AIM OF THE EXERCISE =
Look at the entries below and reproduce them exactly.

[Referring expression data]
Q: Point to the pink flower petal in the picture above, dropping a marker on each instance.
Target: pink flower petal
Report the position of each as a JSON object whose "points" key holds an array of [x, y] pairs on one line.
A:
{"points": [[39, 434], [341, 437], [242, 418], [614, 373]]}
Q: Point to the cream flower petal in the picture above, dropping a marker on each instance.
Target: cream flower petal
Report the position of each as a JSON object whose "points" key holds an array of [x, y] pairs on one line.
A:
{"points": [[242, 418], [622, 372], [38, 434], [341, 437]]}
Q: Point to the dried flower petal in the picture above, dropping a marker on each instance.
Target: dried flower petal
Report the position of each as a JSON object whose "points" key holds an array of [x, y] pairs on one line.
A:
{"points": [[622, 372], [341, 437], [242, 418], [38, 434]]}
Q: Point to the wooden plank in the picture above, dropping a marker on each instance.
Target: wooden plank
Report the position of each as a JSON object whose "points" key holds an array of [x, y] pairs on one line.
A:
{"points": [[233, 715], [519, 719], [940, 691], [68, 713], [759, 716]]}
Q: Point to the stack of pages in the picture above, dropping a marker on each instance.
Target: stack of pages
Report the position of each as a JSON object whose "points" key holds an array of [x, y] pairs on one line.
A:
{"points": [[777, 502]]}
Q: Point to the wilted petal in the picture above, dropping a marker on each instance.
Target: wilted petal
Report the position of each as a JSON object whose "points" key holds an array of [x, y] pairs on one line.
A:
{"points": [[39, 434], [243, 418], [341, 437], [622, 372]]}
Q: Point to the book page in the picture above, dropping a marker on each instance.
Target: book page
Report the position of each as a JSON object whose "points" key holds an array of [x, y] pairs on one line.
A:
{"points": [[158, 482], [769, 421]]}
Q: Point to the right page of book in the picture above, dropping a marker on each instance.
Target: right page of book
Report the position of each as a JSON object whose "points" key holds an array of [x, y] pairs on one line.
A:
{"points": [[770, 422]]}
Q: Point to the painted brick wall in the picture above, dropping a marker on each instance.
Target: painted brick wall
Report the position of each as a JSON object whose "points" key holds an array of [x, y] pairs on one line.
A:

ANSWER BOX =
Q: Point to the pink flower petal in the picture above, dropping a marker on each instance.
Target: pink flower petal
Report the position of each as a JSON object whose "points" key holds an array of [x, y] pairs on one line.
A:
{"points": [[39, 434], [341, 437], [242, 418], [614, 373]]}
Q: Point to the cream flower petal in the picture above, dropping a marker on each instance.
Target: cream flower petal
Report the position of each as a JSON object whose "points" key holds an array of [x, y] pairs on one line.
A:
{"points": [[242, 418], [622, 372], [38, 434], [341, 437]]}
Q: Point to the dried flower petal in the picture above, dropping a marker on each instance.
Target: dried flower petal
Report the position of each as a JSON object whose "points" key holds an array of [x, y] pairs on one line.
A:
{"points": [[622, 372], [341, 437], [242, 418], [38, 434]]}
Q: Point to the wooden plank in the picture above, dropping a marker on each instance.
Target: wooden plank
Report the position of each as a JSON object whose "points" key holds an array of [x, y] pairs on one line.
A:
{"points": [[233, 715], [519, 719], [940, 691], [68, 713], [759, 716]]}
Q: Point to the stack of pages in the picture above, dropping a marker on each instance.
Target: stack of pages
Report the position of each as a JSON object whose "points" key holds an array of [x, y] pairs on one line.
A:
{"points": [[777, 502]]}
Q: Point to the wilted petal in the picture above, dropping a marker on each instance.
Target: wilted petal
Report the position of each as a JSON object whose "points" key holds an array of [x, y] pairs on one line.
A:
{"points": [[39, 434], [243, 418], [341, 437], [622, 372]]}
Q: Point to the book page in the picture above, dropping a marker on each instance.
Target: book page
Report the position of each as a JSON object whose "points" key holds an array of [x, y] pairs on one line.
A:
{"points": [[158, 482], [769, 421]]}
Q: Point to the right page of book in the picture above, dropping a marker on each instance.
Target: right page of book
Report the position of each as a JSON object whose "points" key holds an array of [x, y] pairs on one line.
A:
{"points": [[770, 422]]}
Q: Point to the painted brick wall in the picture above, dropping a marker on each instance.
Target: painted brick wall
Report the position of each as a JSON object whose "points" key holds an array of [x, y] pairs on one line.
A:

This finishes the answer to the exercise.